Challenge:
Reproduce each line of the listing exactly.

** begin Data supplied **

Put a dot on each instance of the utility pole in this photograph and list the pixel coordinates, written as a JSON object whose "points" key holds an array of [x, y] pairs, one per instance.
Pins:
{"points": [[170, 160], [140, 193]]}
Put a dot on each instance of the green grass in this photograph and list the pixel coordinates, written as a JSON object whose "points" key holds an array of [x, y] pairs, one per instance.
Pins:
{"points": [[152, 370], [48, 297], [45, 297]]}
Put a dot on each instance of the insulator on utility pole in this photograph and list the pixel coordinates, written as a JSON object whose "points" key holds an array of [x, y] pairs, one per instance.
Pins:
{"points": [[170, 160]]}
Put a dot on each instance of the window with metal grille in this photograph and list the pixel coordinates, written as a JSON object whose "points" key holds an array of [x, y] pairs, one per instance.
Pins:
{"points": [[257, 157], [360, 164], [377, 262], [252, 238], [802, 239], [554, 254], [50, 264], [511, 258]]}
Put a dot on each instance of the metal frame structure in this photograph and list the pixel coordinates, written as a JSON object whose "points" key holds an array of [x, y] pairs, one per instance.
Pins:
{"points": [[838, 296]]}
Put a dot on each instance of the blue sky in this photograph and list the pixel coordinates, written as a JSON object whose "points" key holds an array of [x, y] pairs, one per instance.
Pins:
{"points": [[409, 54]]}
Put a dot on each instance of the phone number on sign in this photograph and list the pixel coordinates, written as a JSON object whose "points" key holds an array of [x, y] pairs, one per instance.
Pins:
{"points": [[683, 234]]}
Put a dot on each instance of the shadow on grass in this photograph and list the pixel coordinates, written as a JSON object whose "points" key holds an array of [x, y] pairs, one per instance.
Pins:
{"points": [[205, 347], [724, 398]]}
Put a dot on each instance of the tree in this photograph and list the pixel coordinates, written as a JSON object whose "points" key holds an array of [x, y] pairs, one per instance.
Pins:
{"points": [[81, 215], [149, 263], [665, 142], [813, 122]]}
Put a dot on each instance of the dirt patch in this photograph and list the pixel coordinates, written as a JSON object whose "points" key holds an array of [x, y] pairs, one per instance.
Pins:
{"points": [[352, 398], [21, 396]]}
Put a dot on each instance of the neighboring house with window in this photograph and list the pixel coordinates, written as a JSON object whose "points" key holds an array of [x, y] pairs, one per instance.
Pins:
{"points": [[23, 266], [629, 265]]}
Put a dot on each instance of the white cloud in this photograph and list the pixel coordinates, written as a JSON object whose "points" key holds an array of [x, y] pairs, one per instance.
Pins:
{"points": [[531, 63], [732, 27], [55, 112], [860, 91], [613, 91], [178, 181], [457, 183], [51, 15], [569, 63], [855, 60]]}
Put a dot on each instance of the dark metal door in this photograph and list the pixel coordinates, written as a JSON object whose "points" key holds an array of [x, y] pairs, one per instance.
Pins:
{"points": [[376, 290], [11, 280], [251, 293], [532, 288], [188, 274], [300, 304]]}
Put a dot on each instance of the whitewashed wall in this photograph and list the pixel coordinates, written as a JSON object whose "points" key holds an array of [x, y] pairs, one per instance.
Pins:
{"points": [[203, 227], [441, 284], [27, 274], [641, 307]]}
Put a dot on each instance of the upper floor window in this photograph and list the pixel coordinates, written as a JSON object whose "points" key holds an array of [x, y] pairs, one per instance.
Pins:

** end Data supplied **

Solution to this task:
Put a dot on each instance of the utility pole in this photograph and list the pixel coordinates, written as a JSON object whose "points" key holds an array of [x, y] pairs, one per instance.
Pins:
{"points": [[170, 160], [140, 193]]}
Put a dot on each instance of the green grass in this photograph and list the pixel coordinates, written as a JSON object whose "points" key holds an array of [x, y] pairs, one per instance.
Pins:
{"points": [[152, 370], [48, 297], [45, 297]]}
Put a dot on each instance of the insulator on utility pole in this photograph and list the pixel coordinates, written as a JSON object whose "points" key holds an array of [x, y] pairs, one per instance.
Pins:
{"points": [[170, 160]]}
Put a dot on each instance of the window with metal grille in this photograph and list the pixel coordinates, written as a JSON object whose "points" key holds an array of [x, y] pairs, one per instance.
Pins:
{"points": [[257, 157], [360, 164], [377, 262], [252, 238], [802, 239], [554, 254], [50, 264], [511, 258]]}
Put a dot on each instance of the metal frame structure in this photograph and list the pixel coordinates, written as a JSON object whose "points" key holds an array of [x, y] pairs, one per instance.
Pins:
{"points": [[838, 296]]}
Put a dot on each instance of the blue sky in this photograph and list the pixel coordinates, written as a JSON object whose "points" key holds an array of [x, y] pairs, one per instance.
Pins:
{"points": [[409, 54]]}
Put a dot on each instance of the phone number on sign in this photograph and list the pixel coordinates, written as a JSON object whose "points" key holds an array of [x, y] pairs, one per instance.
Pins:
{"points": [[683, 234]]}
Put a dot on each instance of the shadow on grass in this photograph and list the pixel coordinates, written as a JSON object whose "points" key holds an array of [x, y] pairs, one per instance.
Pins:
{"points": [[205, 347], [724, 398]]}
Put a dot on each instance of the tree in this photograph and list the pixel coordinates, written as a JSON object whose "points" key holds an array of [x, y] pairs, one per instance.
Pins:
{"points": [[81, 215], [149, 263], [665, 142], [813, 122]]}
Put a dot on each instance of the dirt patch in this photograph and list the pixel coordinates, written as a JSON object whose "points" key holds an array of [x, y] pairs, one per instance.
Pins:
{"points": [[352, 398], [21, 396]]}
Put a dot on each instance of the neighboring house with window in this photograph and list the pixel coordinates, written as a JSON object whose "points" key holds an array of [x, y] pairs, one per instance.
Pins:
{"points": [[23, 266], [629, 265]]}
Put a dot on each instance of the white cloud in this photograph and list the pixel coordinates, written as a JSON object whose "points" key holds an array of [x, y] pairs, one per instance.
Pins:
{"points": [[531, 63], [732, 27], [55, 112], [860, 91], [613, 91], [178, 181], [457, 183], [51, 15], [569, 63], [855, 60]]}
Put a dot on each instance of the dark metal door in this photograph and list the pixel coordinates, written as a JSON object whose "points" key holds an array of [x, y] pairs, one per instance.
Pins:
{"points": [[376, 290], [11, 280], [251, 293], [532, 288], [188, 274], [300, 304]]}
Put a dot on each instance of the whitewashed wall in this photograph and list the pixel coordinates, written as a JSON object whose "points" key holds an array of [x, y] pairs, one per instance.
Pins:
{"points": [[203, 227], [441, 284], [27, 274], [641, 307]]}
Put a dot on each instance of the upper floor window in this photograph and list the pixel coordinates, written as a JSON object whose "points" key holds an array of [x, y] pairs, one per instance.
Pins:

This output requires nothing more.